Lines of data
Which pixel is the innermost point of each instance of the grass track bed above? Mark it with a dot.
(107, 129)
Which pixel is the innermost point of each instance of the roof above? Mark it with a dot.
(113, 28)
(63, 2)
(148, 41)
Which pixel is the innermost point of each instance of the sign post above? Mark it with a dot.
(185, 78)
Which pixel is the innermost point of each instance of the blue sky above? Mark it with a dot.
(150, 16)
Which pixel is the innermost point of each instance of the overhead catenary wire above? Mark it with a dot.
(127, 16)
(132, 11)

---

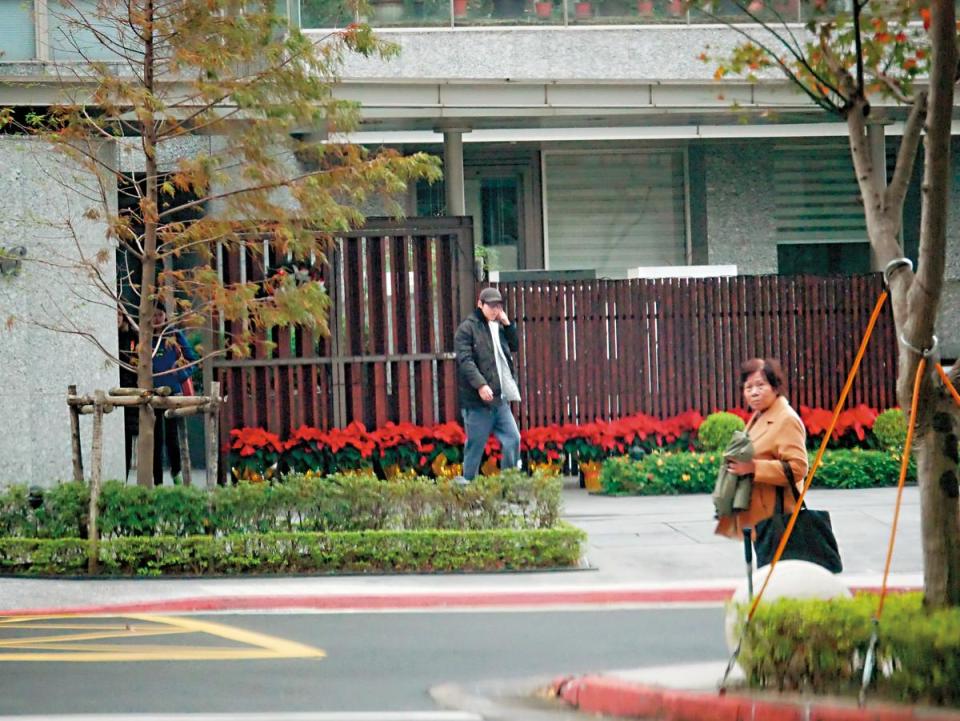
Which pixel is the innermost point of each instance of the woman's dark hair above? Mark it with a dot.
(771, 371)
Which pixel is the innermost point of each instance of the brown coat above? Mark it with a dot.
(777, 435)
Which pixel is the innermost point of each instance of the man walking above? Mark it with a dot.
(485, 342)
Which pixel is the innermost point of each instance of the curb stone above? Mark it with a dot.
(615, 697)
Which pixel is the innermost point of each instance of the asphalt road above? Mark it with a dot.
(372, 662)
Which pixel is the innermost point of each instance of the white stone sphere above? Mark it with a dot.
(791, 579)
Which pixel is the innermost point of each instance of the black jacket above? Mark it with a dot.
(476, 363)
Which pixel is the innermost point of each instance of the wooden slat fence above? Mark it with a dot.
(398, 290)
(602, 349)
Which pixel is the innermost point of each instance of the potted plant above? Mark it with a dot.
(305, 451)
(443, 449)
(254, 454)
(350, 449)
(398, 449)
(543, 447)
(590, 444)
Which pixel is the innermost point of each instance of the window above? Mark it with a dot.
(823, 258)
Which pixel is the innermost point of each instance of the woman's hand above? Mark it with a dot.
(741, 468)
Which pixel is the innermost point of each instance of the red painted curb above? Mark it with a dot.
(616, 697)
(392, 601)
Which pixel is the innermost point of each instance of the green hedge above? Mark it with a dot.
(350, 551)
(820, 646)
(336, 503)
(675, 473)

* * *

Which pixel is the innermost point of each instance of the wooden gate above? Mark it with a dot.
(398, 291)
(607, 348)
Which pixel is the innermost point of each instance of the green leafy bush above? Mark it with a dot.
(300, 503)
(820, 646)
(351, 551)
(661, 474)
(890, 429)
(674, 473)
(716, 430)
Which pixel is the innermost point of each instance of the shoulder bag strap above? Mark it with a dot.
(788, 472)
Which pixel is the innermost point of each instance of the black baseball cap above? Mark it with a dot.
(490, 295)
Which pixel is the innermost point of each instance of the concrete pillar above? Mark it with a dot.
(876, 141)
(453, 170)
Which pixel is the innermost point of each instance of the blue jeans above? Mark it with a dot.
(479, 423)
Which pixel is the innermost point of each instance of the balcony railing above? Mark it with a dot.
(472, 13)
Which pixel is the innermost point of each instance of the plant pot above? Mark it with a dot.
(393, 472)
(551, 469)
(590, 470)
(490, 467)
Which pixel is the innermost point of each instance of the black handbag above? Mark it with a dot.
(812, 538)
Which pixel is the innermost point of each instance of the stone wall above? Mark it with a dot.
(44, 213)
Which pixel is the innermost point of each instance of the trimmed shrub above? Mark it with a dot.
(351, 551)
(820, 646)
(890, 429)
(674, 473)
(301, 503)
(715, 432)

* _Directions_
Report each line in the data above that contains the word "stone", copying every such line in full.

* _Written answer_
Which pixel is the innermost point of each instance of the curb stone above? Mark it with a dot.
Which pixel is the innermost point of each instance of the white stone sphere above? Mark it with a dot.
Which pixel is the innermost point of each instance of the stone wall above? Mark it with a dot.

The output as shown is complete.